Exercise requirements.
Reproduce every one of the following entries line for line, keeping each character unchanged.

Data for processing.
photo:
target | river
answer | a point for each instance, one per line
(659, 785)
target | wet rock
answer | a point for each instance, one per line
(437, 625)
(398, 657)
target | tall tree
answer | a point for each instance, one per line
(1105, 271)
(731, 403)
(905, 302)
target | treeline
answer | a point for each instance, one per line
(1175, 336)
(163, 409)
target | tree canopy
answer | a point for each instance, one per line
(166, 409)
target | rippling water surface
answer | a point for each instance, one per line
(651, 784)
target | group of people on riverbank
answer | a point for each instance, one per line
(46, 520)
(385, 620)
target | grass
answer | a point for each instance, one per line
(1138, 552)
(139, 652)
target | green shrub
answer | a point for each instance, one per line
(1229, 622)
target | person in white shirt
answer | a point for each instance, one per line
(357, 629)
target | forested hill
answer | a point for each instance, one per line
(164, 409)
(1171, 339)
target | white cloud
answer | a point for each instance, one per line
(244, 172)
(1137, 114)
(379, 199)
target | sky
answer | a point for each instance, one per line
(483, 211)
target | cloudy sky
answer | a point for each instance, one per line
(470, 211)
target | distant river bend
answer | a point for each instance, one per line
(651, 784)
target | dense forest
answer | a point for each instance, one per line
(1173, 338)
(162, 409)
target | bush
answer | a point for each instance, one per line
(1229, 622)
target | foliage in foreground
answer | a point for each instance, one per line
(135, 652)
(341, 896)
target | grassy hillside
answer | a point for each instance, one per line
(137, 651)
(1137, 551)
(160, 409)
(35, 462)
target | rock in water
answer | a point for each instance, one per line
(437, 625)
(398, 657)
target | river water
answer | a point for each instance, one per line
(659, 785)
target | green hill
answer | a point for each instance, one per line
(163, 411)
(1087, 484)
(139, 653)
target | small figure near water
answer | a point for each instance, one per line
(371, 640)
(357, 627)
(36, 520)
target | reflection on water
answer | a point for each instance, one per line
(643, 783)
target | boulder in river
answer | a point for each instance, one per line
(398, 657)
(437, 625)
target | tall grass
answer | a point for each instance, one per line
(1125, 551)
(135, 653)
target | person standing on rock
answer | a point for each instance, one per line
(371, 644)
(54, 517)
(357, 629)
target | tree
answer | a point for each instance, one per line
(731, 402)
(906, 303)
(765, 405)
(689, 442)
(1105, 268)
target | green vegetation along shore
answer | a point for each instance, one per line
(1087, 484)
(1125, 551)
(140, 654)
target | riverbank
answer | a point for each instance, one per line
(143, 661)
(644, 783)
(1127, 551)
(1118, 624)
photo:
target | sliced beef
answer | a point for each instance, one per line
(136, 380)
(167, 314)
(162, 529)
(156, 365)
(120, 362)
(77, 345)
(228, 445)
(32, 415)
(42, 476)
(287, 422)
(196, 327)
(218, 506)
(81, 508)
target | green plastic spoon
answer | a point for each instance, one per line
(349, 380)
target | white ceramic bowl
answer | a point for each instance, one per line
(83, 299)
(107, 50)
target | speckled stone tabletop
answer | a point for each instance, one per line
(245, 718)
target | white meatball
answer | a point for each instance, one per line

Output.
photo:
target | river
answer | a point for each instance, one per line
(659, 785)
target | wet rock
answer | a point for each instance, one per line
(437, 625)
(398, 657)
target | tall tree
answer | a point for each instance, one per line
(1105, 271)
(731, 403)
(905, 302)
target | treeline
answer | a point for each instance, one per line
(1175, 336)
(163, 409)
target | tree canopy
answer | a point for each instance, one per line
(166, 409)
target | rippling water surface
answer | a point for each instance, one per line
(651, 784)
target | group of people on riverbank
answer | a point for each instance, one per line
(46, 520)
(385, 620)
target | grass
answer | a point for each instance, one per line
(1138, 552)
(139, 652)
target | green shrub
answer | a point for each instance, one per line
(1229, 622)
target | person in white shirt
answer | a point for each instance, one per line
(357, 629)
target | forested hill
answer | a point for each instance, one per line
(164, 409)
(1171, 339)
target | white cloud
answer | a point for each instance, one per line
(244, 172)
(1137, 114)
(379, 199)
target | sky
answer | a point for each instance, one per line
(483, 211)
target | cloudy sky
answer | a point for each instance, one per line
(470, 211)
target | distant river bend
answer | a point for each instance, one per line
(651, 784)
target | dense forest
answer | a point for each instance, one per line
(1173, 338)
(162, 409)
target | bush
answer | a point for each instance, one per line
(1229, 622)
target | foliage in foreground
answer | a point for each instance, one per line
(135, 652)
(341, 896)
target | grassy hillside
answer | a point for each instance, one per line
(137, 651)
(1137, 551)
(160, 409)
(35, 462)
target | rock in water
answer | a point for each instance, one per line
(437, 625)
(398, 657)
target | river water
answer | a point for each instance, one per line
(659, 785)
target | green hill
answer | a point for each instance, one per line
(163, 411)
(1087, 484)
(139, 653)
target | small figure near water
answer | a point for each instance, one per line
(371, 640)
(357, 627)
(36, 520)
target | reflection on water
answer | a point for each instance, one per line
(643, 783)
target | boulder in river
answer | a point for each instance, one per line
(398, 657)
(437, 625)
target | tall grass
answer | a point for each instance, one per line
(1125, 551)
(135, 653)
target | person standing on rock
answer | a point for each instance, one per line
(371, 644)
(54, 517)
(357, 629)
target | tree
answer | a point for each instance, one per line
(731, 402)
(906, 303)
(765, 405)
(689, 442)
(1105, 268)
target | green vegetation along shore
answer | a point for each instance, one per line
(1087, 484)
(1125, 551)
(140, 654)
target | riverbank
answer | a point for each instance, one per line
(143, 661)
(644, 783)
(1127, 551)
(1118, 624)
photo:
target | sliced beef
answer | a point for each instance, one per line
(136, 380)
(167, 314)
(162, 529)
(156, 365)
(120, 362)
(77, 345)
(228, 445)
(32, 415)
(42, 476)
(287, 422)
(196, 327)
(218, 506)
(81, 508)
target | green plastic spoon
answer | a point for each instance, one per line
(349, 380)
target | white ceramic bowl
answer | a point for each instance, one per line
(83, 299)
(107, 50)
target | speckled stone tabletop
answer | a point for each instance, one per line
(245, 718)
target | white meatball
answer | a point for each instance, one per line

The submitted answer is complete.